• DOCUMENT TEXT:
=== Section Start ===

Twenty-nine RCTs were included in the review (n=1,329). Sample sizes ranged from eight to 143 participants. Study quality ranged from 1 to 5 out of five (median 2).
Statistically significant reductions after progressive resistance training were found for total cholesterol (-5.5 mg/dL, 95% CI -9.4 to -1.6), total cholesterol/HDL-C (-0.5, 95% CI -0.9 to -0.2), non-HDL-C (-8.7 mg/dL, 95% CI -14.1 to -3.3), LDL-C (-6.1 mg/dL, 95% CI -11.2 to -1.0) and triglycerides (-8.1 mg/dL, 95% CI -14.5 to -1.8), but not HDL-C (0.7 mg/dL, 95% CI -1.2 to 2.6).
No statistically significant publication bias was found, but a large and statistically significant (p<0.001) amount of heterogeneity was observed across all lipid and lipoprotein outcomes (I2 range: 72% to 89%). The authors reported that they were unable to identify any significant sources of heterogeneity.
Statistically significant benefits were also found both for changes in percentage body fat and in lean body mass, but not for body weight or body mass index. Statistically significant associations were found between decreases in total cholesterol and decreases in body mass index, increases in upper body strength, fewer exercises and greater dropout rates.

=== Section End ===

• SUPPLIED MATERIAL:
=== Section Start ===

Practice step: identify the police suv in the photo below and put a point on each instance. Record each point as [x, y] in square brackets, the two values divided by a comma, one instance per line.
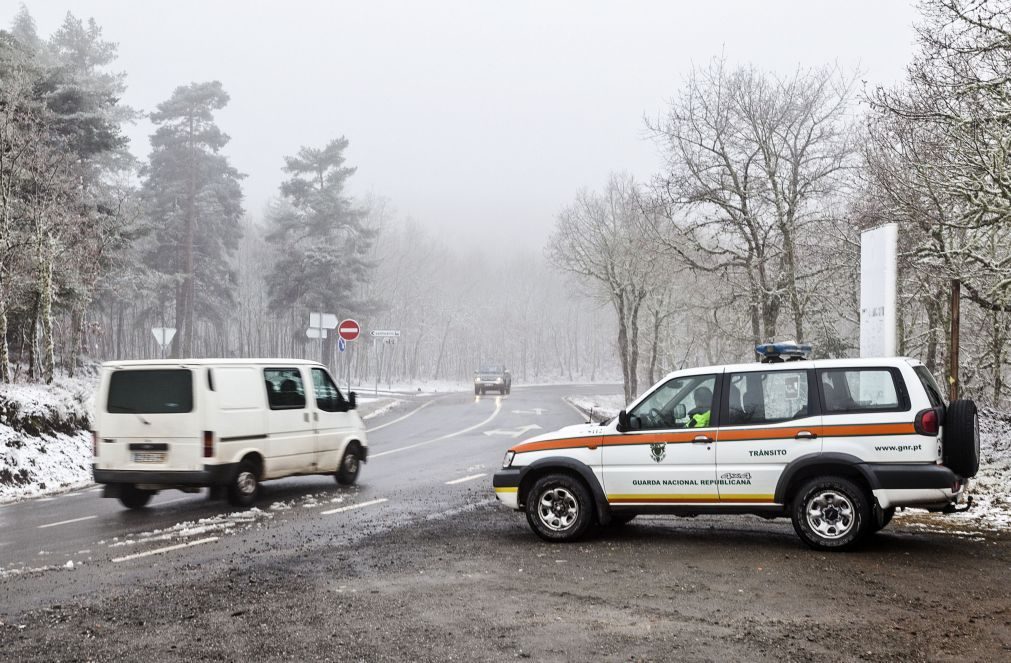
[834, 445]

=== Section End ===

• WORK INSTRUCTIONS:
1. In one to three sentences, explain what the resistance training text reports about heterogeneity across the lipid and lipoprotein outcomes and what the authors said about its sources.
2. Summarize the resistance training text in two sentences.
The material comes from a source separate from the resistance training text.

• RESULTS FOR THE EXERCISE:
1. A large, statistically significant (p<0.001) amount of heterogeneity was found across all lipid and lipoprotein outcomes, with I2 values from 72% to 89%. The authors reported that they could not identify any significant sources of this heterogeneity.

2. A review of 29 RCTs (n=1,329) found that progressive resistance training significantly reduced total cholesterol, total cholesterol/HDL-C, non-HDL-C, LDL-C and triglycerides but not HDL-C, with no significant publication bias but large heterogeneity across the lipid and lipoprotein outcomes. It also found significant benefits for percentage body fat and lean body mass but not for body weight or body mass index.